§ **TASK BRIEF**
Rewrite the material below as a Markdown table with the columns Row and Line, one line of text per row. Skip blank lines and omit the pictures.

Mask labeling examples:
--------------------
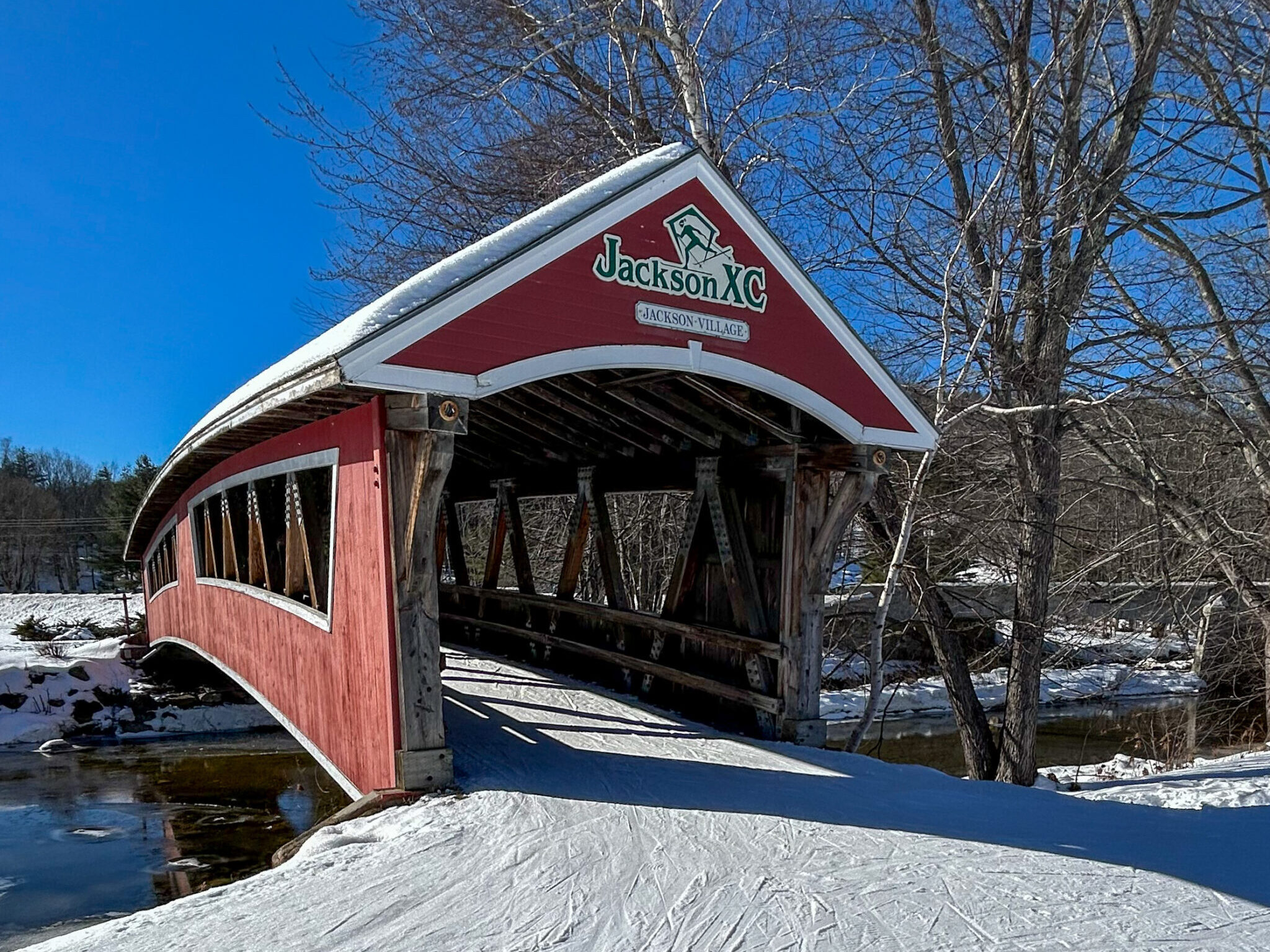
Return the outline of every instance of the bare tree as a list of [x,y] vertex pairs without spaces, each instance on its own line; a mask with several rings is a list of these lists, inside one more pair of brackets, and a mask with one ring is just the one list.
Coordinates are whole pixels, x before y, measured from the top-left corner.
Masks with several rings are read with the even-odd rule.
[[834,6],[362,0],[378,27],[364,83],[330,77],[361,119],[284,74],[273,122],[309,147],[345,225],[316,277],[339,307],[364,303],[665,142],[698,146],[777,222],[796,216],[787,166],[855,84]]
[[[869,85],[838,113],[827,194],[879,281],[874,303],[937,336],[945,300],[973,339],[982,411],[1002,420],[1019,486],[1012,655],[998,778],[1035,777],[1043,628],[1064,411],[1091,286],[1121,197],[1167,141],[1144,141],[1176,0],[852,8]],[[818,187],[826,168],[813,170]],[[932,263],[955,251],[947,283]],[[923,330],[923,324],[926,329]],[[933,349],[933,344],[931,344]]]

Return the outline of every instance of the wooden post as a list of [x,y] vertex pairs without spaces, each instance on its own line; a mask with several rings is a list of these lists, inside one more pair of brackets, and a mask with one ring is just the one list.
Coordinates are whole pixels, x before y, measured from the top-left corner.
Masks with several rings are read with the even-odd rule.
[[[824,595],[842,533],[872,495],[878,470],[860,453],[860,467],[842,477],[829,501],[829,471],[796,456],[789,461],[781,556],[781,664],[785,702],[781,739],[823,746],[820,665],[824,656]],[[884,457],[883,457],[884,458]]]
[[453,782],[441,704],[437,512],[467,407],[431,393],[389,396],[385,406],[401,729],[396,782],[436,790]]

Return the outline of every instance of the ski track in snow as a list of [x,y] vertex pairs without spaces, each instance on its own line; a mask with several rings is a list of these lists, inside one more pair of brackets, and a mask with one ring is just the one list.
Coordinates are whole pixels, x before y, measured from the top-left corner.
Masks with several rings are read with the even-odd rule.
[[278,869],[37,948],[1270,947],[1270,811],[747,743],[448,658],[466,795],[328,828]]

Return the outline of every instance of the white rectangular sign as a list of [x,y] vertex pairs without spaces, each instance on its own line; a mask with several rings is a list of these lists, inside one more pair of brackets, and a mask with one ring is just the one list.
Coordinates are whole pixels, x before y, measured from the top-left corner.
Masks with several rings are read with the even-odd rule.
[[635,320],[649,327],[682,330],[685,334],[701,334],[707,338],[723,338],[744,344],[749,340],[749,325],[735,317],[715,317],[711,314],[697,314],[665,305],[650,305],[640,301],[635,305]]

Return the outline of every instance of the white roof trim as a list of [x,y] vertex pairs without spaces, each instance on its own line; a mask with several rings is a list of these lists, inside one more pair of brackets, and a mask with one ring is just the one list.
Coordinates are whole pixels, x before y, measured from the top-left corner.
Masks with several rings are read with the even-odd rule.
--------------------
§ **CORRECT RESULT**
| Row | Line |
|---|---|
| 1 | Return the outline of every instance of the bare tree as a list of [x,y] vertex pairs without spaces, each instance on its own line; a mask with several rings is a list of these lists, inside one more pair of brackets, and a mask with one ring is just the one list. |
| 2 | Coordinates are whole pixels, x before y, measured from the top-left corner. |
| 3 | Masks with several rings are read with the even-odd rule. |
| 4 | [[834,6],[362,0],[378,27],[364,83],[330,77],[361,119],[284,74],[273,122],[309,147],[345,225],[316,277],[339,307],[364,303],[665,142],[698,146],[777,222],[796,216],[787,166],[855,84]] |
| 5 | [[[869,85],[838,113],[827,194],[879,281],[874,303],[937,336],[945,300],[973,339],[982,411],[1002,420],[1019,486],[1012,655],[998,778],[1035,777],[1043,628],[1064,411],[1091,286],[1121,197],[1167,141],[1144,141],[1176,0],[852,8]],[[818,187],[826,168],[813,170]],[[932,263],[955,251],[947,283]],[[923,330],[923,324],[926,329]],[[933,349],[933,344],[931,344]]] |
| 6 | Return the outline of every instance of the wooden post as a list of [x,y] vertex pairs without spaces, each instance on its own line; a mask with several rings is a list of these lists, inside one more pair of brackets, and a mask with one ring is just the one list. |
| 7 | Coordinates are whole pixels, x before y, measured from the top-left corner. |
| 8 | Masks with several rings are read with the even-odd rule. |
| 9 | [[[824,595],[842,533],[872,495],[878,470],[860,453],[860,467],[842,477],[829,501],[829,471],[796,456],[789,461],[781,556],[781,664],[785,702],[781,739],[823,746],[820,665],[824,656]],[[884,457],[883,457],[884,458]]] |
| 10 | [[453,782],[441,704],[437,512],[467,407],[431,393],[389,396],[385,406],[401,729],[396,782],[436,790]] |
| 11 | Return the outline of every instance of the ski track in snow as a list of [x,y] vertex pairs without spaces, each instance on its own line; a mask with several rings is a list of these lists, inside one more pair of brackets, and a mask with one ring is just the one list. |
| 12 | Coordinates are whole pixels, x before y, measured from the top-left corner. |
| 13 | Masks with several rings are read with the even-odd rule. |
| 14 | [[278,869],[37,948],[1270,947],[1270,811],[747,743],[448,658],[466,795],[328,828]] |
| 15 | Return the outline of every instance of the white rectangular sign as a list of [x,y] vertex pairs without spaces, each instance on its own line; a mask with several rings is a list of these lists, inside one more pair of brackets, and a mask with one ring is just the one list. |
| 16 | Coordinates are whole pixels, x before y, measured from the top-left corner. |
| 17 | Masks with several rings are read with the even-odd rule. |
| 18 | [[635,320],[649,327],[682,330],[685,334],[701,334],[707,338],[723,338],[744,344],[749,340],[749,325],[735,317],[715,317],[711,314],[697,314],[665,305],[650,305],[640,301],[635,305]] |
| 19 | Return the outline of every instance of the white roof trim as a list of [x,y] vertex pairs without spaces, each instance on its own line; a mask with several rings is a list of these lists, inside one more pair of brackets, and a mask with one ring is just the one list. |
| 20 | Coordinates are whole pixels, x before y, measured from the top-left corner. |
| 21 | Masks with several rings are read with the even-odd rule. |